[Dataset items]
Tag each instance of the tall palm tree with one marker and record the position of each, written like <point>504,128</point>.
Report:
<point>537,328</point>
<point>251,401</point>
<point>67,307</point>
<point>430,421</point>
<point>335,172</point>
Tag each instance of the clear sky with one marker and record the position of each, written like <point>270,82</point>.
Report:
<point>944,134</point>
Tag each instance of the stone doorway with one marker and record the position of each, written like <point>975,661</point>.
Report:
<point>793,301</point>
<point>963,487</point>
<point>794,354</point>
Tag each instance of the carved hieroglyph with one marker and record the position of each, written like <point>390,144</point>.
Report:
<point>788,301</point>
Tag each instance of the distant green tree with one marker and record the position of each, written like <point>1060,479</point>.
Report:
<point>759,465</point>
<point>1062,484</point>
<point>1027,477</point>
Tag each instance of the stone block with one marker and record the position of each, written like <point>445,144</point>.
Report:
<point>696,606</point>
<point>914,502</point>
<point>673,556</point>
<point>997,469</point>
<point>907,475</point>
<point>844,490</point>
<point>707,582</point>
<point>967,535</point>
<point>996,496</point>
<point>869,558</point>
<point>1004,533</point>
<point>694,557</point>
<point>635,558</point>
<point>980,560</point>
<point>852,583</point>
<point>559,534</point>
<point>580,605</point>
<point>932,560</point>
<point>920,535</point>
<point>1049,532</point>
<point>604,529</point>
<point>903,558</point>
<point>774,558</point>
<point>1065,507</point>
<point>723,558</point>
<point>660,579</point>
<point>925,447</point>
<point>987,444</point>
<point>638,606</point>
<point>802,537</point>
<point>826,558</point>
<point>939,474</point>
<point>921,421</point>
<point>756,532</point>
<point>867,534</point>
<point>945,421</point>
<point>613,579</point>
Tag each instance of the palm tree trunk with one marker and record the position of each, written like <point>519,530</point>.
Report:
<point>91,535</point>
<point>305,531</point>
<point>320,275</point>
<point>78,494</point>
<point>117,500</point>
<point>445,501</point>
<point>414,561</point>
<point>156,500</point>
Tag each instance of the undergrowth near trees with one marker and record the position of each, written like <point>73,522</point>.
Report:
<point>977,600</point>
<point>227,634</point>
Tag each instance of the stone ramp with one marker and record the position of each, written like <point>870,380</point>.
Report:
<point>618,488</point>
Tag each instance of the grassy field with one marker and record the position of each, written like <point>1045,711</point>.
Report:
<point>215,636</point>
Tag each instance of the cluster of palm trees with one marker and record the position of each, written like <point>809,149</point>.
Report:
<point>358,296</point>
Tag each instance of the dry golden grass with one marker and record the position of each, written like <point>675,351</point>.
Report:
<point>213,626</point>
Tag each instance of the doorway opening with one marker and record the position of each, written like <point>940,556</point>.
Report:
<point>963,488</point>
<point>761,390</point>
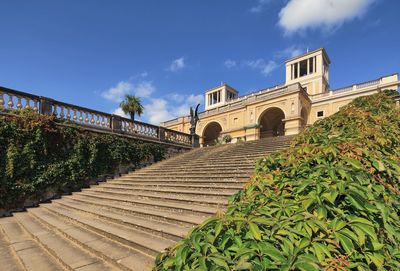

WHAT TO WORK ON: A picture must not appear in the copy. Transcribe exactly the lines from the one with "Tag each instance of the stone ramp" through the final line of the entries, both included, and no more.

RESULT OF THE EXERCISE:
Tag each instance of the stone ramp with one marker and record the position of each, written like <point>870,380</point>.
Report:
<point>618,488</point>
Tag each instance of the grassy field with one marker and record the position of each, written like <point>1045,711</point>.
Report:
<point>215,636</point>
Tag each instance of the cluster of palm trees with one marker and record the position of each, written like <point>809,149</point>.
Report:
<point>358,296</point>
Tag each instance of the dry golden grass with one marker and record the position of each, written like <point>675,351</point>.
Report:
<point>213,626</point>
Tag each instance of the doorway opening with one marker and record the position of each, written like <point>940,556</point>.
Report:
<point>963,488</point>
<point>761,390</point>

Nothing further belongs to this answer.